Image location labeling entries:
* * *
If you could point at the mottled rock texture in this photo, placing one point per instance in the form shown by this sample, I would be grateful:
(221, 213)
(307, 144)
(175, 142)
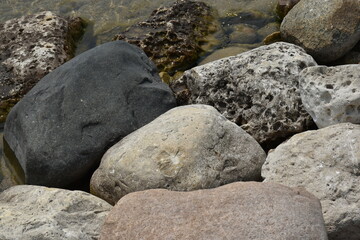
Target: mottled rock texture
(35, 212)
(327, 30)
(64, 125)
(172, 36)
(187, 148)
(331, 95)
(284, 6)
(31, 47)
(257, 90)
(327, 163)
(240, 210)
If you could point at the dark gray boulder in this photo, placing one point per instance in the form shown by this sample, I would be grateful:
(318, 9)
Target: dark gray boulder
(64, 125)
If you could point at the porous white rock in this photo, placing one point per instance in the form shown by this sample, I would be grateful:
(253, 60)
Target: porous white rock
(327, 163)
(34, 212)
(187, 148)
(257, 89)
(331, 95)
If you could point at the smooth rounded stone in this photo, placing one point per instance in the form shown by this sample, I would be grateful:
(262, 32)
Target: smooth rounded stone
(34, 212)
(239, 210)
(172, 36)
(63, 126)
(31, 47)
(257, 90)
(331, 95)
(327, 30)
(187, 148)
(325, 162)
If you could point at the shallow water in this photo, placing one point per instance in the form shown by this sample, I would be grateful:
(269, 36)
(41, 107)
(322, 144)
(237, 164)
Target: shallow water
(109, 17)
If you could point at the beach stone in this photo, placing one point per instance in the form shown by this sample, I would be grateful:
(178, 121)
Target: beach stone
(34, 212)
(31, 47)
(187, 148)
(242, 210)
(257, 90)
(327, 163)
(327, 30)
(331, 95)
(172, 36)
(60, 130)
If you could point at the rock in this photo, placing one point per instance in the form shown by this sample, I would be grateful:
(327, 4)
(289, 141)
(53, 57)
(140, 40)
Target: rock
(257, 89)
(326, 30)
(222, 53)
(35, 212)
(240, 210)
(31, 47)
(325, 162)
(187, 148)
(172, 36)
(331, 95)
(284, 6)
(63, 126)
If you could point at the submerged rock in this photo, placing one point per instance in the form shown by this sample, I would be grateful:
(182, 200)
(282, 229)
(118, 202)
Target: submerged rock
(242, 210)
(327, 30)
(258, 90)
(172, 36)
(62, 127)
(31, 47)
(35, 212)
(187, 148)
(325, 162)
(331, 95)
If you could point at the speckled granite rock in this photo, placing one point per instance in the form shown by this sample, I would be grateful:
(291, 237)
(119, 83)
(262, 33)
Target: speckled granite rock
(331, 95)
(327, 30)
(257, 89)
(34, 212)
(327, 163)
(187, 148)
(62, 127)
(172, 36)
(251, 210)
(31, 47)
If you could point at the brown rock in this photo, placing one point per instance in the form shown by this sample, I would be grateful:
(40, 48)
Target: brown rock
(172, 36)
(236, 211)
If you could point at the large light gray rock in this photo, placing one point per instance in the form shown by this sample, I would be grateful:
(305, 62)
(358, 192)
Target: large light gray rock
(251, 210)
(327, 30)
(327, 163)
(331, 95)
(257, 89)
(187, 148)
(34, 212)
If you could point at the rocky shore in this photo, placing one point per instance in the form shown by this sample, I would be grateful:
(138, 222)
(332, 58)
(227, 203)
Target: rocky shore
(261, 144)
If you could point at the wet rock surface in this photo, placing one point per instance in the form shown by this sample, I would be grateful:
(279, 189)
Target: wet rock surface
(235, 211)
(187, 148)
(31, 47)
(258, 90)
(35, 212)
(325, 162)
(172, 36)
(331, 95)
(326, 30)
(62, 127)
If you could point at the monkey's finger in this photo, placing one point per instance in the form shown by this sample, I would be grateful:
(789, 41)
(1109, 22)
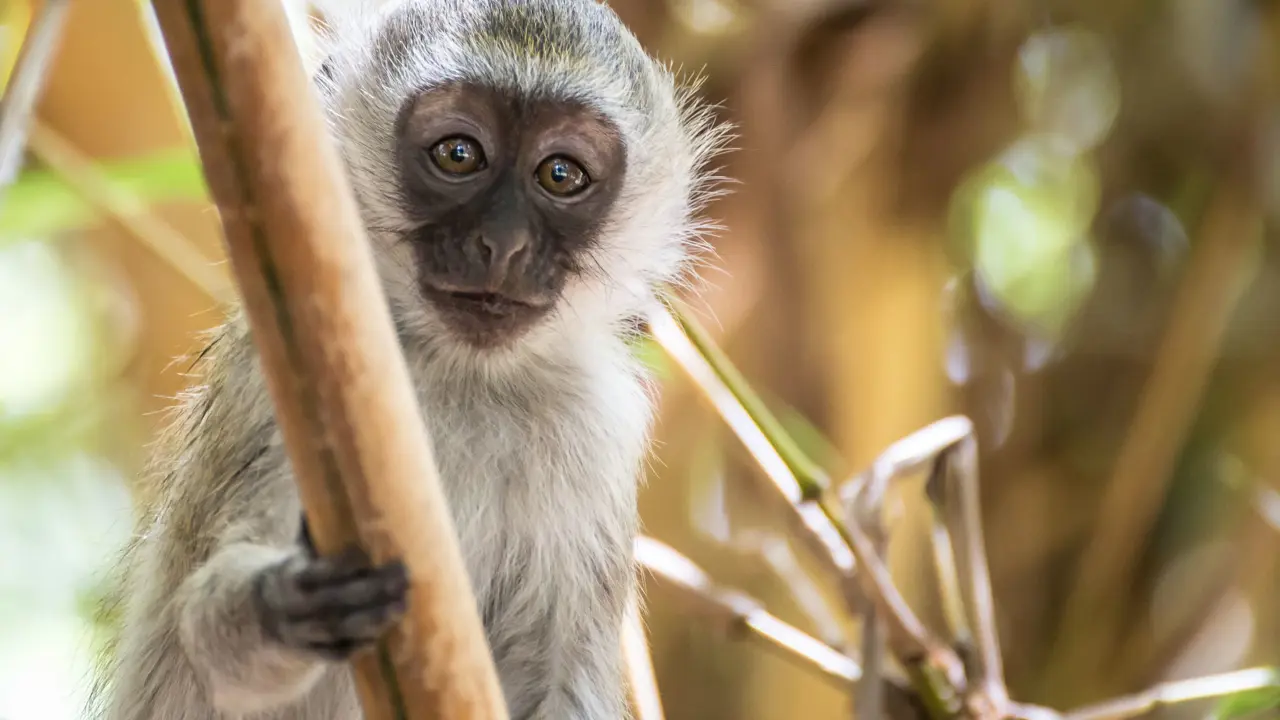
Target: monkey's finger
(323, 572)
(380, 587)
(353, 628)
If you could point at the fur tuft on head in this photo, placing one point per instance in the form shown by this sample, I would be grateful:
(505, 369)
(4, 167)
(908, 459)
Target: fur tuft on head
(382, 53)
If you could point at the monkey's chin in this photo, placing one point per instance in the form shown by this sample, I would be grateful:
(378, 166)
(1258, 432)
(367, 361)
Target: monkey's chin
(485, 320)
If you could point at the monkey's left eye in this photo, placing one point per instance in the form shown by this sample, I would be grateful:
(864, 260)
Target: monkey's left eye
(562, 177)
(458, 155)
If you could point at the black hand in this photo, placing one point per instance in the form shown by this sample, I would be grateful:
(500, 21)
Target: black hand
(332, 606)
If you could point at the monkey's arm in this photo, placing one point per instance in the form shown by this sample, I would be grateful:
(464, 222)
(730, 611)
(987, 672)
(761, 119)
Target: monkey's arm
(242, 605)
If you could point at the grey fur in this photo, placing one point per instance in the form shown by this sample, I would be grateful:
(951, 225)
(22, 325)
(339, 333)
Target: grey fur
(540, 445)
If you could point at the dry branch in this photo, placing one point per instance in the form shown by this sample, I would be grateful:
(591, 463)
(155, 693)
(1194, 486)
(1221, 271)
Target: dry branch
(126, 212)
(336, 373)
(39, 49)
(744, 615)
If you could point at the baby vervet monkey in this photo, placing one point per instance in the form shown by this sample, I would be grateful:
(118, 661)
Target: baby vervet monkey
(529, 178)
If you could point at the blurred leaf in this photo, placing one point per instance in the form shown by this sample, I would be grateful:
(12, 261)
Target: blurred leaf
(1251, 703)
(40, 204)
(649, 352)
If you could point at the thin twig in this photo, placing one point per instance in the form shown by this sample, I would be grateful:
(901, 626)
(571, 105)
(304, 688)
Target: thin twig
(935, 668)
(1169, 400)
(743, 615)
(869, 700)
(127, 212)
(818, 533)
(959, 465)
(1179, 691)
(18, 106)
(641, 682)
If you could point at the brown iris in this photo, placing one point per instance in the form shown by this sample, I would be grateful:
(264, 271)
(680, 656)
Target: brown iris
(561, 176)
(458, 155)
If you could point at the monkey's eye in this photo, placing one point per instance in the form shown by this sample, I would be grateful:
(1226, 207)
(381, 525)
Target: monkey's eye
(562, 177)
(458, 155)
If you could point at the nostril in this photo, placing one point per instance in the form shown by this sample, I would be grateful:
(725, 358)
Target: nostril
(487, 250)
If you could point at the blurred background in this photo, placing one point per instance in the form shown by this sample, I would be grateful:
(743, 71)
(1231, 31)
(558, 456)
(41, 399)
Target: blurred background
(1057, 218)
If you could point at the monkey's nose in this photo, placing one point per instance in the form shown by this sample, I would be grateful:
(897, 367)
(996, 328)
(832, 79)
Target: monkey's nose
(502, 253)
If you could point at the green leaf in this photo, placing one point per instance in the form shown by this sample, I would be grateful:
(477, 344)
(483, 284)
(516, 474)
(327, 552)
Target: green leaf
(40, 204)
(649, 352)
(1258, 702)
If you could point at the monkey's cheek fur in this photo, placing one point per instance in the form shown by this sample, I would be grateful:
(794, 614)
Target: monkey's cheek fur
(485, 319)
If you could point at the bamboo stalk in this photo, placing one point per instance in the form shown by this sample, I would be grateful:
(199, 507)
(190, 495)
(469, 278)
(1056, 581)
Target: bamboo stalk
(18, 106)
(342, 392)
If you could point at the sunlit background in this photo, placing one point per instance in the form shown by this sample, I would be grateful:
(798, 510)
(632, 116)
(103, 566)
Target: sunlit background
(1057, 218)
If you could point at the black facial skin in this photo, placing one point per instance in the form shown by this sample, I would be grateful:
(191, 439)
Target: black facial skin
(508, 196)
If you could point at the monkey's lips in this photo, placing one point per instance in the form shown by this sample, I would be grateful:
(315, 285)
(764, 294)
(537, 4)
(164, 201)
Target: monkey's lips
(485, 318)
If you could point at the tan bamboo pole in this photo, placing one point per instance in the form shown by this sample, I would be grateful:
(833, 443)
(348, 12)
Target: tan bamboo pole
(334, 368)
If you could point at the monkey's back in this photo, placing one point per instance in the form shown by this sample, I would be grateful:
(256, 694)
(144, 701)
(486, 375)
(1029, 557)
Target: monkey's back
(539, 469)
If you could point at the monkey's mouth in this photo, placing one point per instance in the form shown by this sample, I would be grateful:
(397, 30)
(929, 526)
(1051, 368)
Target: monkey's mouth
(484, 318)
(489, 304)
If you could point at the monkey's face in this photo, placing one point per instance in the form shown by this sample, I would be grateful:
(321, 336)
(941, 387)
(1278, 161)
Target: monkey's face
(506, 200)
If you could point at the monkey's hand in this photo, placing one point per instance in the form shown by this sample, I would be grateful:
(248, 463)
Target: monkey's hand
(329, 606)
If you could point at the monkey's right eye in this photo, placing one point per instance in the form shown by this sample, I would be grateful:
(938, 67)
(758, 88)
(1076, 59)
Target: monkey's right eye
(458, 155)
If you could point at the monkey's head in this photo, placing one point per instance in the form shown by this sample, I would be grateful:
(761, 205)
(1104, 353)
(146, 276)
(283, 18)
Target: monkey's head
(525, 169)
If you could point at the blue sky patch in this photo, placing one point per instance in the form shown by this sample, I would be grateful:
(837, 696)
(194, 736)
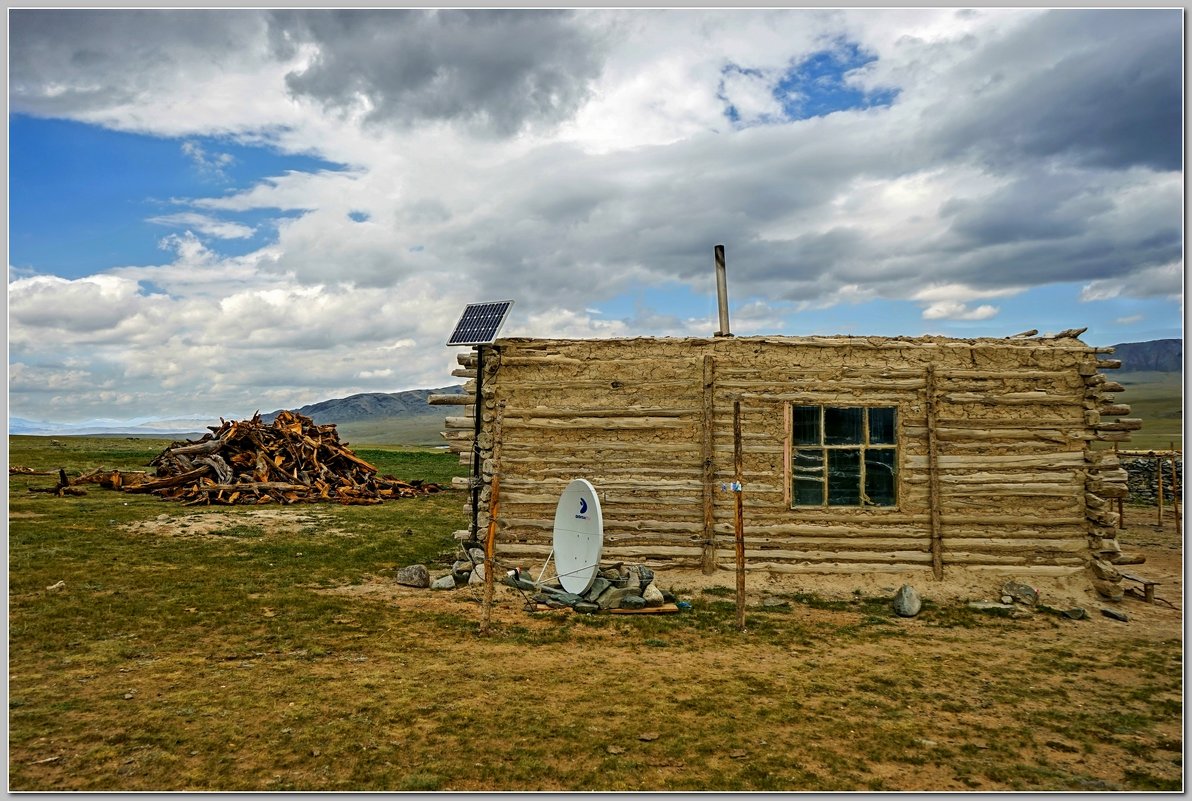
* * *
- GIVEN PROBLEM: Count the lines of the material that contain the string "porous", treating case as significant. Reply with the number alone.

- TASK SOLUTION: 2